:: MATERIAL SHOWN ::

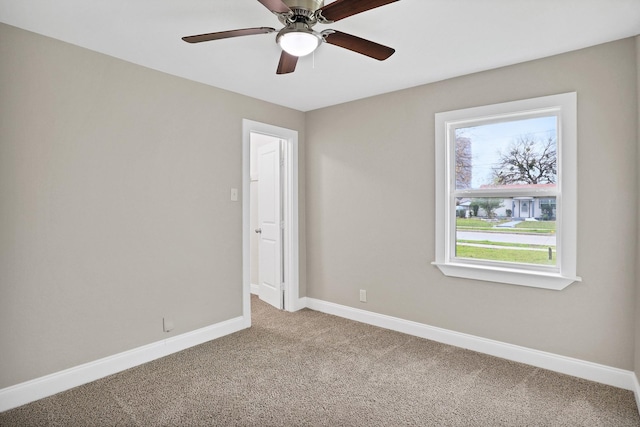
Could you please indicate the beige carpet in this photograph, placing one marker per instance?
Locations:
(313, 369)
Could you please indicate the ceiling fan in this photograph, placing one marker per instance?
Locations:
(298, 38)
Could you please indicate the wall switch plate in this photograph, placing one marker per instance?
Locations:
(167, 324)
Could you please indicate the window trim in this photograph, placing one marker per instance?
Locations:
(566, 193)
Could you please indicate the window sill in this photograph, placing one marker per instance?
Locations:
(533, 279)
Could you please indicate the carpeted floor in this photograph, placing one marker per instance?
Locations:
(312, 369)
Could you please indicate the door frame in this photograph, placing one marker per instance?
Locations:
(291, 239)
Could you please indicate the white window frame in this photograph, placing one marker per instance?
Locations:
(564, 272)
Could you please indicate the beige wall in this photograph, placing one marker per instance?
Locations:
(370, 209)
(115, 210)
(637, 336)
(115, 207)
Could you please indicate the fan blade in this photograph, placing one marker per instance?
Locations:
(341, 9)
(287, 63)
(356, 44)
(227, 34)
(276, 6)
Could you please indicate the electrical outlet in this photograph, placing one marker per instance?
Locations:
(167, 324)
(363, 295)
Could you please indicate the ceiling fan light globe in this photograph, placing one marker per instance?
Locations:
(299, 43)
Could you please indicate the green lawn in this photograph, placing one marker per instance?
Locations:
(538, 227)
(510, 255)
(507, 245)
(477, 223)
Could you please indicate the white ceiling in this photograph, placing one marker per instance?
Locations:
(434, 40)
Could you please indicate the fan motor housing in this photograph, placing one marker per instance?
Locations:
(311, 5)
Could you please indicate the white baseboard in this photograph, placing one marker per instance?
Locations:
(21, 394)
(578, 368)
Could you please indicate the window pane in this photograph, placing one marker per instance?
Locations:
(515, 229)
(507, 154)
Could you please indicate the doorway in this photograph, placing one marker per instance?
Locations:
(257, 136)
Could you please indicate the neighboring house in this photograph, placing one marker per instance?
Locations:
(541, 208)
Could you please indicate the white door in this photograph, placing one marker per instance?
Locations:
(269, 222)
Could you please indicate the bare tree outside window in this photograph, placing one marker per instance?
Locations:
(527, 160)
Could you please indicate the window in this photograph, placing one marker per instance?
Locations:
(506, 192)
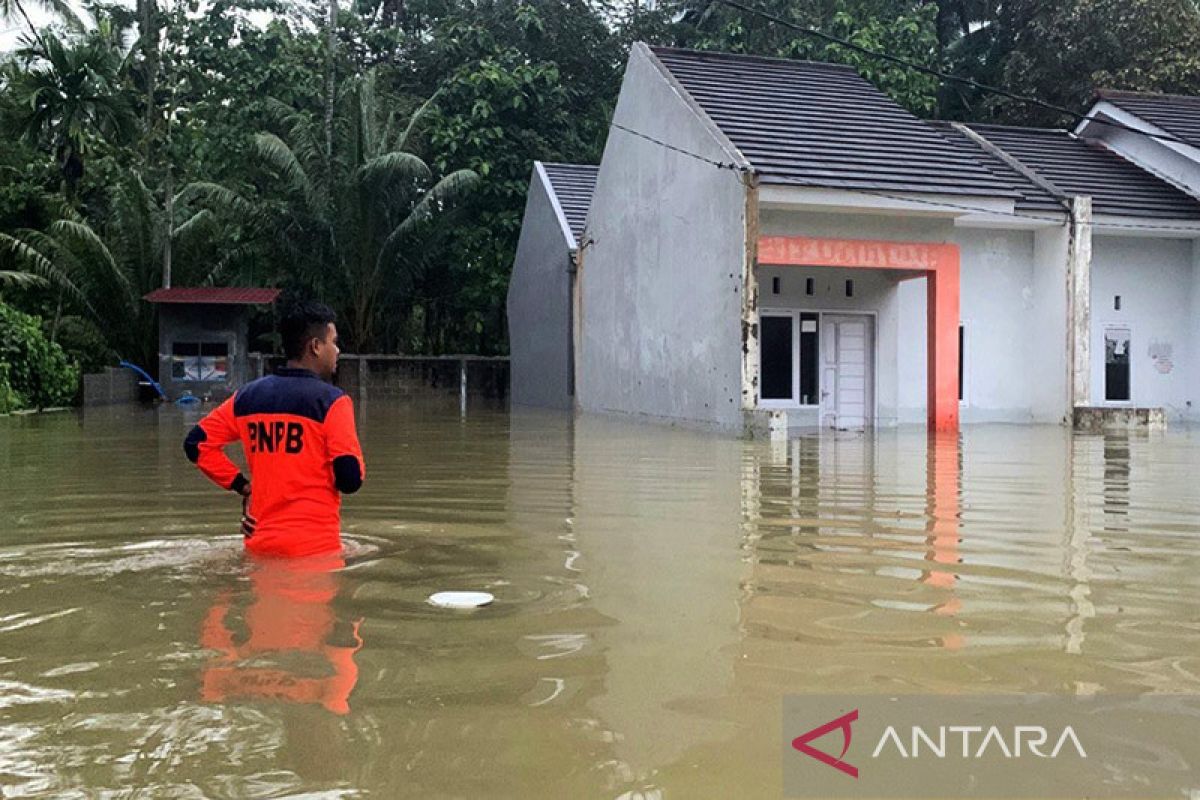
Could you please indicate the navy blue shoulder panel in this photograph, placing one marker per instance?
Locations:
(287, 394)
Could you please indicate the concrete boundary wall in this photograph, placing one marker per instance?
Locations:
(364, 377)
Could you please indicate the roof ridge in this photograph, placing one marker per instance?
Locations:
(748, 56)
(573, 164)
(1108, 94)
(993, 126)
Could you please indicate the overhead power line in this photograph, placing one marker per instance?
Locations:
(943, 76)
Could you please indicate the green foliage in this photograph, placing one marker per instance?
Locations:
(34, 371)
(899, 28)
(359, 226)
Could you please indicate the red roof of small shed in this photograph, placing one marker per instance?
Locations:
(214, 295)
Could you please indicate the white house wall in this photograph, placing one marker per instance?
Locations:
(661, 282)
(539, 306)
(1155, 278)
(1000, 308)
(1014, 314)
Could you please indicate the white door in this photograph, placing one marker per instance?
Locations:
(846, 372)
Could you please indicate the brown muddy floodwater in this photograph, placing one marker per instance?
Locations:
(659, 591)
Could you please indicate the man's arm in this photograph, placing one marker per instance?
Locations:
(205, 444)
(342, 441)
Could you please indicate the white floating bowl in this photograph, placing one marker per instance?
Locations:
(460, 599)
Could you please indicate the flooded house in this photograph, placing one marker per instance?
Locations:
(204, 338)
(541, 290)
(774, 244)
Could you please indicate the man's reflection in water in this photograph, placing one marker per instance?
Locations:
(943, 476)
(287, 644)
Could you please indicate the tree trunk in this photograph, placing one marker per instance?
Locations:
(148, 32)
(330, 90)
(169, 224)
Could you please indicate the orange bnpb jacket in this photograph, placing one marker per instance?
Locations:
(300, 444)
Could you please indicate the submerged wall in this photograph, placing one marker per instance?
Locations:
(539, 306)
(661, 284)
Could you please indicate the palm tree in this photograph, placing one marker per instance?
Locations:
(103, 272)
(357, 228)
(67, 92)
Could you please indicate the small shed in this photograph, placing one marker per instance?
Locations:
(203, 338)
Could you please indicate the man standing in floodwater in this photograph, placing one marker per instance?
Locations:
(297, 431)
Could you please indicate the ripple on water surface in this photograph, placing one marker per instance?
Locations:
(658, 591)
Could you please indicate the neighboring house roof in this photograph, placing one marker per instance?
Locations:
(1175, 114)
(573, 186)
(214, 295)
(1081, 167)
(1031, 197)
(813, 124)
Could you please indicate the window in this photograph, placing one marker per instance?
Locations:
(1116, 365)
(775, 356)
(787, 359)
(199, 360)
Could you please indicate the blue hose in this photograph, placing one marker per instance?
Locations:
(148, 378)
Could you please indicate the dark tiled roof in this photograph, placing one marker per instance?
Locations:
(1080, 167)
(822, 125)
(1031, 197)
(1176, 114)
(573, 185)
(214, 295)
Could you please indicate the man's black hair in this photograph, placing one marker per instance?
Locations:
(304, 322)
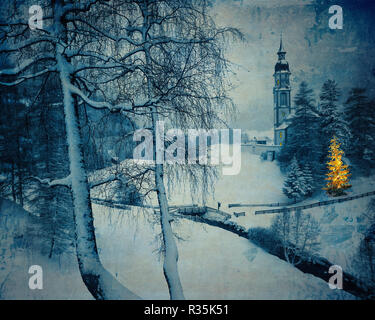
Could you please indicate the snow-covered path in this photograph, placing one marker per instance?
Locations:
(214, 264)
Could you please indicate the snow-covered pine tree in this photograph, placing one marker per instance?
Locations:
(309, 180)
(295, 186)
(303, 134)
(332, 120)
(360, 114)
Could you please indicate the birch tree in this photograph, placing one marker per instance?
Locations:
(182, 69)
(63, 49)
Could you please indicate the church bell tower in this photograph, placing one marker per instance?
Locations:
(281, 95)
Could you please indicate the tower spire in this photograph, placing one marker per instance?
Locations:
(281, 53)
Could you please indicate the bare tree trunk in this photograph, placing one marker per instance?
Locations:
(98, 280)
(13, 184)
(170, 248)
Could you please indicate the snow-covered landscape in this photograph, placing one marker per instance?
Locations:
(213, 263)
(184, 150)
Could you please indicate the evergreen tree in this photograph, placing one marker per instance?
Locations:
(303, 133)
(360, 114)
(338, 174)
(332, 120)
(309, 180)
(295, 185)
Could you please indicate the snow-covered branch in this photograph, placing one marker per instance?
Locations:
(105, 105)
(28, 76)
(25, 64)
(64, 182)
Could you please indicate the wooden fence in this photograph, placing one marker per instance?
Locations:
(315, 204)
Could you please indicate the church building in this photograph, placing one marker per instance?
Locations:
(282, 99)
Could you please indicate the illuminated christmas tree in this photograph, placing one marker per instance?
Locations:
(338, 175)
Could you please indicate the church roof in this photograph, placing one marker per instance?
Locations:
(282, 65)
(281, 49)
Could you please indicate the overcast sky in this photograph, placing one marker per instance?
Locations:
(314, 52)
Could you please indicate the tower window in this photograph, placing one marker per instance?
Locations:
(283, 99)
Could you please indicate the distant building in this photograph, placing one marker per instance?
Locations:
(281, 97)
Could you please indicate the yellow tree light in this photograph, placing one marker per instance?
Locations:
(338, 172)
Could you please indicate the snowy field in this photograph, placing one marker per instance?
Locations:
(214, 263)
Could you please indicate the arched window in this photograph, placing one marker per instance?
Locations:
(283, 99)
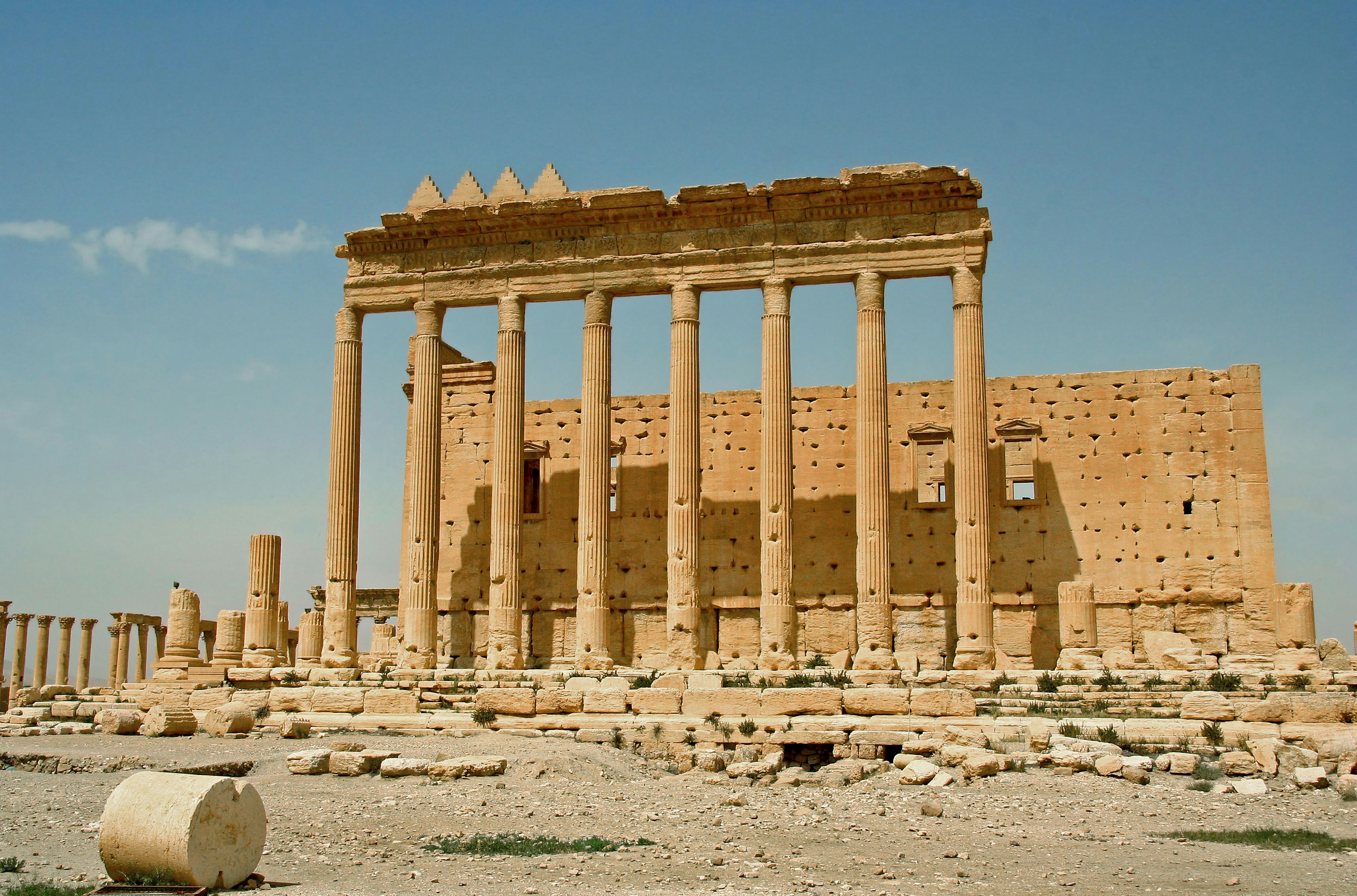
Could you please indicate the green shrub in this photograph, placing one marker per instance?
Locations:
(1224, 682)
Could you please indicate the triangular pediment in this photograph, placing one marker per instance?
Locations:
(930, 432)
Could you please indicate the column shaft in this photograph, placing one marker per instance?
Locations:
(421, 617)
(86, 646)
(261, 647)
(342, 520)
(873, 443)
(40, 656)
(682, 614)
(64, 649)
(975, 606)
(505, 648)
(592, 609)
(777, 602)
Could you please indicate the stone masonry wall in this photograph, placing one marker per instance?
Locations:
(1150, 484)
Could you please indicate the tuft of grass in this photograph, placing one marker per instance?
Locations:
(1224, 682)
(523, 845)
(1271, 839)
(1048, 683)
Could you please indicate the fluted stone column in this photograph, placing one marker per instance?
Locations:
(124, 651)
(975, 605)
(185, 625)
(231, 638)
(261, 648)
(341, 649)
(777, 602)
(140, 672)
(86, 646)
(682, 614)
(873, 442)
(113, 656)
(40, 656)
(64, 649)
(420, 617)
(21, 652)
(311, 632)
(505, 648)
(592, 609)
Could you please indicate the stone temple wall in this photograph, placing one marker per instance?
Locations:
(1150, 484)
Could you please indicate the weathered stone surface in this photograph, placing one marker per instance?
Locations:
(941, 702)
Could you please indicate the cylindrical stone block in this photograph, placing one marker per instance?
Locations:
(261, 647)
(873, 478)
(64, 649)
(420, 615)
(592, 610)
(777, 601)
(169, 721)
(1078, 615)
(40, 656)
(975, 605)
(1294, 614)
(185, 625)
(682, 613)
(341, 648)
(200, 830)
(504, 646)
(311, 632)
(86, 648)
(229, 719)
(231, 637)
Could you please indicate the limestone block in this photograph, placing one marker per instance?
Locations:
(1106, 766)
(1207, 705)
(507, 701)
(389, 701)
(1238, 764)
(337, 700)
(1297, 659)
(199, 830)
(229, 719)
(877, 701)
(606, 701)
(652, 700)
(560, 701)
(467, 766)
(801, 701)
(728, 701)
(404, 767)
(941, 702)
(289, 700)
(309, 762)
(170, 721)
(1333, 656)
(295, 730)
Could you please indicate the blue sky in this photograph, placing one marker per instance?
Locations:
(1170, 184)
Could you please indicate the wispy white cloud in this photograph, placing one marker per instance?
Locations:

:::

EXERCISE BRIEF — Each line from the material above that mentions the word "floodwater" needs to be copied.

WORKED SOLUTION —
Could you please indicate the brown muddy floodwater in this photograph, placing one marker per instance?
Could you please indicate the man standing in floodwater in this photograph, placing one marker per instance?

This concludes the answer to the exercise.